**EXERCISE 1:**
Gather every line of the rows below that contains the word "leaf".

**PASSAGE TO READ:**
◆ ◆ ◆ ◆ ◆ ◆ ◆

Modernized Oil & Gas Leasing Protects Taxpayers
Commonsense Policies and Market-Based Rates are a Win for American Taxpayers
The federal onshore oil and gas leasing program should be competitive, transparent, and generate a fair return on publicly owned natural resources without creating long term liabilities for taxpayers.
Century-old policies are padding the bottom line of the profitable oil and gas industry, costing taxpayers billions in lost revenue, and leaving us to cover the cleanup.
For decades, taxpayers lost BILLIONS of dollars in potential revenue and were forced to shoulder costly cleanup liabilities due to outdated and below-market leasing terms. In 2022, Congress took an important step forward by modernizing the onshore oil and gas leasing system. Now, Congress has reversed these common sense updates and put others at risk.
Time to protect taxpayers’ wallets by more accurately valuing our shared public resources and holding oil and gas companies accountable for paying to clean up after profiting from drilling. It’s just common sense.
Market-Rate Royalties
Applying a fair, market-based royalty rate is essential to properly valuing America’s vast oil and gas resources and ensuring taxpayers receive a fair return from their development. The current onshore royalty rate fails this; for every dollar of revenue a producer makes on a barrel of oil on federal lands, taxpayers received just 12.5¢.
History has shown that increasing the royalty rate doesn’t impact industry interest or production – but it does protect taxpayer interests. The current federal royalty rate lags far behind what states charged. Texas levies a royalty of 20–25%, New Mexico 18.75–25%, and states like Colorado, Montana, North Dakota, Oklahoma, Pennsylvania, Utah, and Wyoming set rates between 16.7% and 20%.
In August 2022, Congress updated these rates for the first time in over a century, raising the onshore royalty rate to 16.67% for the next 10 years. Over the last decade, 2015-2024, taxpayers would have received an additional $15 billion had the more competitive, fair rate of 16.67% been applied to all production.
However, in 2025 Congress voted to turn back the clock on this long overdue update and re-institute the outdated 12.5% rate for new leases. This move will cost taxpayers billions in potential revenue and lock us into bad deals for decades to come.
Closing the Noncompetitive Leasing Loophole
Noncompetitive leasing allows vast swaths of federal land to be tied up in nonproducing leases that deliver little to no return for taxpayers. According to the Government Accountability Office, noncompetitive leases return just one-fifth of the revenues per acre leased that competitive leases do. Speculators acquire these leases not to produce oil or gas but to profit—whether by flipping leasing rights or inflating acreage figures to attract investors.
Additionally, nonproducing leases block other uses of federal land that could have far greater value for taxpayers, including recreation, conservation, and the development of other mineral or energy resources.

◆ ◆ ◆ ◆ ◆ ◆ ◆

**EXERCISE 2:**
Answer these questions from the oil and gas leasing text above:
(a) What onshore royalty rate did Congress set in August 2022?
(b) What royalty range does Texas levy?
(c) According to the Government Accountability Office, noncompetitive leases return what fraction of the revenues per acre leased that competitive leases do?

**GIVEN DATA:**

◆ ◆ ◆ ◆ ◆ ◆ ◆

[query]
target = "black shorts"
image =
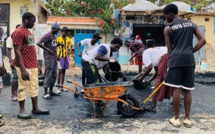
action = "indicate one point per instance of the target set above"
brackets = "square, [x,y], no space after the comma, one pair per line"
[181,77]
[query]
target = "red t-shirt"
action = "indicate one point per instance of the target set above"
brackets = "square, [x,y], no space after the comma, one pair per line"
[24,37]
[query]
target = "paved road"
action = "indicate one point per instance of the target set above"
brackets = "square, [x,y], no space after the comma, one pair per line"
[74,115]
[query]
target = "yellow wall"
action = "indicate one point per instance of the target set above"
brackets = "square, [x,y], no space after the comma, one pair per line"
[15,17]
[209,35]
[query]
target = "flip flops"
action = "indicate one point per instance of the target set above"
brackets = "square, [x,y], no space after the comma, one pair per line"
[175,122]
[47,96]
[188,123]
[41,112]
[54,94]
[24,116]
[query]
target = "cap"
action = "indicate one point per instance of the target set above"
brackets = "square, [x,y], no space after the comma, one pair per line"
[149,34]
[55,25]
[96,35]
[65,29]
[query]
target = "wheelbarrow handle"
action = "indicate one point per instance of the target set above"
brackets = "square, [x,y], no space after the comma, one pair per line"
[158,88]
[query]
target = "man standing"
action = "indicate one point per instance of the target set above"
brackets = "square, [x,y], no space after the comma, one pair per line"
[156,57]
[97,58]
[11,56]
[48,43]
[181,63]
[63,45]
[2,68]
[26,65]
[88,45]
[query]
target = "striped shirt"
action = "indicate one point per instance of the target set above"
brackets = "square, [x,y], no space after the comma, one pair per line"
[63,45]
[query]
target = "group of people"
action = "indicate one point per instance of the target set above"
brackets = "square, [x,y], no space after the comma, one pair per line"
[173,64]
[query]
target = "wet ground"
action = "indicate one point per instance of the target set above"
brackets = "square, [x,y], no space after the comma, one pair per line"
[69,115]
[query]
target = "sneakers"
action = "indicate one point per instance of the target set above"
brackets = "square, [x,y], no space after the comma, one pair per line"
[188,123]
[64,90]
[175,122]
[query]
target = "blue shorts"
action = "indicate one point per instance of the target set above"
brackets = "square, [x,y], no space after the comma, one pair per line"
[63,63]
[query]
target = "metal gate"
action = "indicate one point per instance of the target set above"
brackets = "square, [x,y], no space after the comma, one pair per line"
[4,22]
[201,54]
[79,35]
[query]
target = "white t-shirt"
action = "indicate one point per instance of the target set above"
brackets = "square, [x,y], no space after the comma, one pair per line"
[87,45]
[153,55]
[10,45]
[90,56]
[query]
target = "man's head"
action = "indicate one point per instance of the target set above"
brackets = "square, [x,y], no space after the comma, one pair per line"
[65,31]
[132,37]
[116,43]
[170,11]
[149,35]
[18,25]
[96,38]
[28,19]
[55,28]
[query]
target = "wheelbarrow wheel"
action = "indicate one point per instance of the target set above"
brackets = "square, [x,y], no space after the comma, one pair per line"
[127,111]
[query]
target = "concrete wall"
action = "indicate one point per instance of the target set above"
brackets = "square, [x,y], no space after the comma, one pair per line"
[15,17]
[209,35]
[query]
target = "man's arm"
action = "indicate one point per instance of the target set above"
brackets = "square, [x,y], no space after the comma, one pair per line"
[24,73]
[167,35]
[9,54]
[154,75]
[200,37]
[133,56]
[101,52]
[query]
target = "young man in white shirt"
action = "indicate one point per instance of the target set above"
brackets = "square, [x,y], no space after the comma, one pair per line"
[88,45]
[156,57]
[97,58]
[11,56]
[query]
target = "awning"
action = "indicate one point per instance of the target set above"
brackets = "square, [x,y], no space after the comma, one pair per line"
[183,8]
[141,6]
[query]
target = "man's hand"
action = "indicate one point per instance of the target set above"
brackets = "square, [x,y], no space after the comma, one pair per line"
[80,54]
[2,71]
[25,75]
[52,52]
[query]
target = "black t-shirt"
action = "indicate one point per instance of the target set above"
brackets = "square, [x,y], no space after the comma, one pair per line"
[182,44]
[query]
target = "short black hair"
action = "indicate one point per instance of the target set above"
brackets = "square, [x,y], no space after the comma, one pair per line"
[170,8]
[27,16]
[117,41]
[132,35]
[18,25]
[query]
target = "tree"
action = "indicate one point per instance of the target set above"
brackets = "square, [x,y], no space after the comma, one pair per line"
[100,9]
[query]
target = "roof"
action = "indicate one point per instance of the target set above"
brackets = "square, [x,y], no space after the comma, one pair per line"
[71,20]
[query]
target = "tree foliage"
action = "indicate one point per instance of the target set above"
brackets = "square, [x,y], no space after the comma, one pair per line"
[100,9]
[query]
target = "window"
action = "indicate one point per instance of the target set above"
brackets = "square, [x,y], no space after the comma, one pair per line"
[207,19]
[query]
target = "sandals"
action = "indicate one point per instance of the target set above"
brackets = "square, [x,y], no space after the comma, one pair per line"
[175,122]
[188,123]
[47,96]
[1,123]
[14,99]
[54,94]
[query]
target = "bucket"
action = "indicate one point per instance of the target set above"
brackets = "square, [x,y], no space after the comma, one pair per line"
[112,71]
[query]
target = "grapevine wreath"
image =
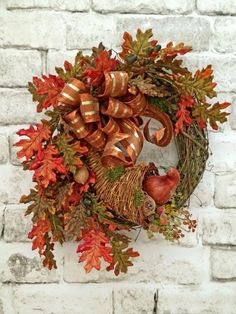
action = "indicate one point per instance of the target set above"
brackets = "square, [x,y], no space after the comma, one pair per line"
[89,186]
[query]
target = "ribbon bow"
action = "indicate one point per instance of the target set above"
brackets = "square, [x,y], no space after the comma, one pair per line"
[111,121]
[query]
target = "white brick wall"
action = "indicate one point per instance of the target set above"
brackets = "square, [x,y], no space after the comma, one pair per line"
[197,276]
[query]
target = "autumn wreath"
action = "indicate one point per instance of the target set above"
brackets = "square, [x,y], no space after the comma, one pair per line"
[89,186]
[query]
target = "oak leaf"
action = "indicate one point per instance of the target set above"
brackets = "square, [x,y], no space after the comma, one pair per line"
[36,136]
[94,246]
[72,151]
[103,63]
[206,113]
[46,164]
[183,114]
[45,90]
[140,46]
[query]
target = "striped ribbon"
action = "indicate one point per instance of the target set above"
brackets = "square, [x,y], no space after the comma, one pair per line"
[108,122]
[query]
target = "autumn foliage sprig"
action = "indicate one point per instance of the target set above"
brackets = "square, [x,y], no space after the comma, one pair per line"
[63,209]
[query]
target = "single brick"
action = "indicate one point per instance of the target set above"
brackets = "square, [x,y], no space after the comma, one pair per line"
[57,58]
[63,299]
[219,229]
[223,157]
[223,264]
[140,6]
[134,300]
[203,195]
[167,29]
[32,30]
[217,7]
[224,34]
[72,5]
[16,182]
[224,68]
[17,107]
[18,66]
[209,298]
[22,265]
[225,191]
[4,149]
[85,31]
[16,225]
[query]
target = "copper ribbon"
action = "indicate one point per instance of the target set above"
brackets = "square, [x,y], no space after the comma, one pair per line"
[111,121]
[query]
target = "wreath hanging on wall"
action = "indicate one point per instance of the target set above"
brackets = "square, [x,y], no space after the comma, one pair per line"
[89,186]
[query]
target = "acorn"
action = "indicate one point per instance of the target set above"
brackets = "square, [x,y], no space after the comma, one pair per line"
[81,176]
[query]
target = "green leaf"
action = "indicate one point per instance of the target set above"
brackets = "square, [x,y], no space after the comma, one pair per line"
[200,85]
[40,205]
[115,173]
[212,114]
[71,151]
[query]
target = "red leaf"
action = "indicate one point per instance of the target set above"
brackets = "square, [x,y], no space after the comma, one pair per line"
[183,114]
[36,136]
[46,164]
[38,234]
[94,247]
[50,87]
[104,63]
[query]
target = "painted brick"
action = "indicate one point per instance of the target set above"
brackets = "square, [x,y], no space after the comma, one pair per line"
[31,30]
[224,34]
[209,299]
[134,300]
[225,192]
[17,107]
[77,299]
[233,114]
[223,157]
[141,6]
[14,183]
[81,31]
[217,7]
[219,228]
[57,58]
[16,225]
[224,68]
[4,152]
[167,29]
[72,5]
[223,264]
[22,265]
[2,209]
[18,66]
[166,264]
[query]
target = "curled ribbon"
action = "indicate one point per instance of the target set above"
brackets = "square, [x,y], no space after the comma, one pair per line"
[111,121]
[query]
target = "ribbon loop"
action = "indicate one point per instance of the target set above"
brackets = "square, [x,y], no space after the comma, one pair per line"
[138,104]
[70,94]
[76,122]
[89,108]
[111,124]
[117,109]
[116,84]
[111,127]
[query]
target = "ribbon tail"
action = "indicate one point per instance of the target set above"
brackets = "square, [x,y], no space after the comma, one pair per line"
[163,118]
[154,138]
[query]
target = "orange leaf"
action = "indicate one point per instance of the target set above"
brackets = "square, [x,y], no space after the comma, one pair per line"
[104,63]
[94,247]
[46,164]
[36,136]
[49,87]
[38,233]
[183,114]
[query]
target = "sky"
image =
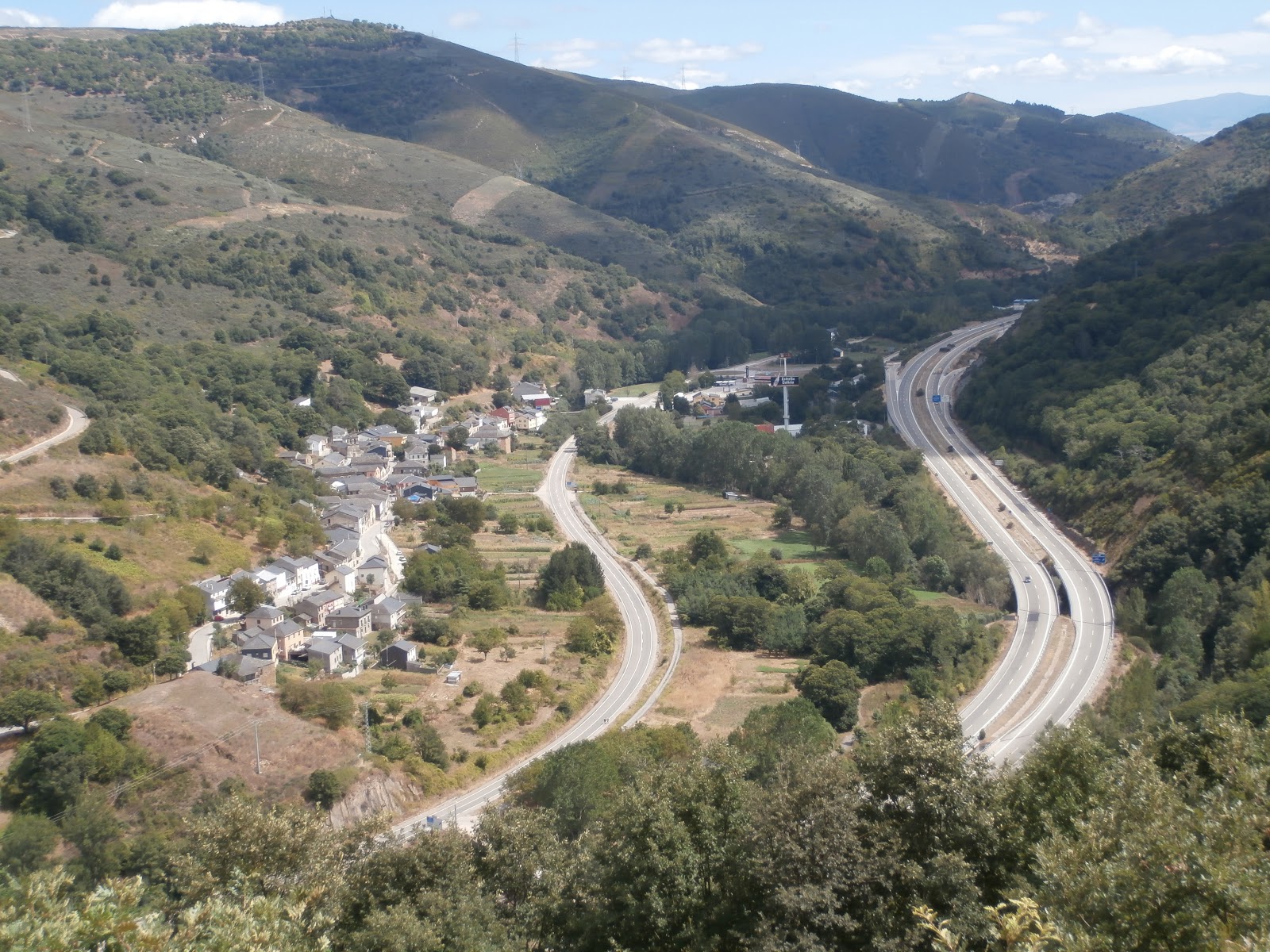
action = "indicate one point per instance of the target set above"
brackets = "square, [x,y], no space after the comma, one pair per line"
[1092,59]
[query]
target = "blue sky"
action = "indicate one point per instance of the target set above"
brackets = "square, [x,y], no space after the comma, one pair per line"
[1100,57]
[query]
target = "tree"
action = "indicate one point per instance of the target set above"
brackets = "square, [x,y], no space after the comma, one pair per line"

◆ ◆ ◆ ◆ ◆ ◆ ◆

**RESULT 1:**
target = "oak leaf"
target = "green leaf"
target = "red leaf"
target = "orange leaf"

**RESULT 2:**
(a) 16.67%
(b) 20–25%
(c) One-fifth